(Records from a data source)
***
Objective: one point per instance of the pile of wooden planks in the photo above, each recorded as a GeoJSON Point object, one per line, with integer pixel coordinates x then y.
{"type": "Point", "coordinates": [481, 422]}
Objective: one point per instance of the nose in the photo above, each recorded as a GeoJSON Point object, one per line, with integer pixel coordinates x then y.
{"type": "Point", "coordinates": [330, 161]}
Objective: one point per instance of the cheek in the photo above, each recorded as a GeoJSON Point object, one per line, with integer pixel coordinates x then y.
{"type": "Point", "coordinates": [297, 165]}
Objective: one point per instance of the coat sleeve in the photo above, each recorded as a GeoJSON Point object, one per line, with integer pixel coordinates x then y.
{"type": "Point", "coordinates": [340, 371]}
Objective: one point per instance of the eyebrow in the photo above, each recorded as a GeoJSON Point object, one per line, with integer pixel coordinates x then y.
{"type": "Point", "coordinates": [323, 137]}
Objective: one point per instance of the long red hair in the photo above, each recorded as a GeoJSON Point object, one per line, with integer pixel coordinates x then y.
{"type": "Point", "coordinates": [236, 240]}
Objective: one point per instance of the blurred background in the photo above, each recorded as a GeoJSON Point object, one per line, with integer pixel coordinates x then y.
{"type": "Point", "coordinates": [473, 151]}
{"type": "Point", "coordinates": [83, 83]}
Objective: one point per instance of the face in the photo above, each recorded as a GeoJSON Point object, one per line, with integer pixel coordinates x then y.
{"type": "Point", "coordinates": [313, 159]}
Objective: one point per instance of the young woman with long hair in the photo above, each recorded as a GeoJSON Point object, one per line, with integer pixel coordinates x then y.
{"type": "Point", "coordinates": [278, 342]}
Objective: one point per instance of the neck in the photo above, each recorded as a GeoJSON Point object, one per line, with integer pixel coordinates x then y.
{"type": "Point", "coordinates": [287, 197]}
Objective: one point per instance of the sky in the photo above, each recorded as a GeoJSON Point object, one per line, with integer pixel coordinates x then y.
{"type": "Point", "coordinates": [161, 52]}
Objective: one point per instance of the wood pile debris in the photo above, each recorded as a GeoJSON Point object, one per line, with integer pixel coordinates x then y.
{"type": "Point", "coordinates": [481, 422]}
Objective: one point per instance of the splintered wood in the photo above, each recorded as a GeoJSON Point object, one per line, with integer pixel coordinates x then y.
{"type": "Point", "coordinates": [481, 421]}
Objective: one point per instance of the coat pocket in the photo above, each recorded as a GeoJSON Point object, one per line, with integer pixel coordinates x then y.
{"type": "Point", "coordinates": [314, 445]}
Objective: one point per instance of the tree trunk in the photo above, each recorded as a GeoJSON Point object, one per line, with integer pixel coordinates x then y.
***
▸ Prompt
Every record above is to be copied exactly.

▸ Task response
Objective: one point per instance of the pile of wooden planks in the photo above, each recorded as a GeoJSON Point object, one per line, with integer pixel coordinates x then y.
{"type": "Point", "coordinates": [481, 422]}
Objective: one point per instance of the nose in the photo above, each recorded as a GeoJSON Point object, one per line, with integer pixel coordinates x then y.
{"type": "Point", "coordinates": [330, 161]}
Objective: one point per instance of the cheek in the photo above, each recorded as a GeoJSON Point object, one per line, with integer pixel coordinates x then y.
{"type": "Point", "coordinates": [297, 165]}
Objective: one point per instance of the coat sleeve in the photo above, each recorded as a GeoJSON Point object, one per line, with integer pixel coordinates x then y.
{"type": "Point", "coordinates": [340, 371]}
Objective: one point per instance of the eyebrow in the photo above, each recorded as a GeoJSON Point object, one per line, with integer pixel coordinates x then y.
{"type": "Point", "coordinates": [323, 137]}
Objective: one point per instance of the long red hair in the photo above, each recorded as a GeoJSON Point object, one per line, with integer pixel coordinates x then y.
{"type": "Point", "coordinates": [236, 240]}
Objective: one point per instance of the blurred background in the photo above, each recorded as a GeoJSON Point object, one per line, with integer pixel coordinates x then y.
{"type": "Point", "coordinates": [473, 151]}
{"type": "Point", "coordinates": [83, 83]}
Objective: one point per instance of the face in the photo above, each recorded as a GeoJSON Point object, one per line, with integer pixel coordinates x then y.
{"type": "Point", "coordinates": [313, 159]}
Objective: one point per instance of the young woman with long hair in the photo above, each recorded as a GeoJSON Point object, one per line, with integer pixel coordinates x then y.
{"type": "Point", "coordinates": [278, 342]}
Objective: one point per instance of the neck in the photo above, each recorded as a GeoJSON Point object, one per line, with integer pixel coordinates x then y.
{"type": "Point", "coordinates": [287, 197]}
Objective: one point per instance of the sky in the photo above, each recorded as a GeoJSON Point object, one per line, with integer pixel coordinates x then y.
{"type": "Point", "coordinates": [161, 52]}
Objective: one point per instance of the wood pile debris in the photo above, each recorded as a GeoJSON Point object, one per line, with integer pixel coordinates x then y.
{"type": "Point", "coordinates": [481, 422]}
Objective: one point per instance of the splintered wood in the photo above, each recorded as a GeoJSON Point object, one per line, with integer pixel coordinates x then y.
{"type": "Point", "coordinates": [481, 421]}
Objective: one point per instance of the coat pocket in the photo above, each recorded as a GeoJSON Point object, one per line, with integer pixel coordinates x then y.
{"type": "Point", "coordinates": [314, 445]}
Objective: one point per instance of the tree trunk in the photo above, each recorded as a GeoJSON Point object, one per line, with integer pixel coordinates x then y.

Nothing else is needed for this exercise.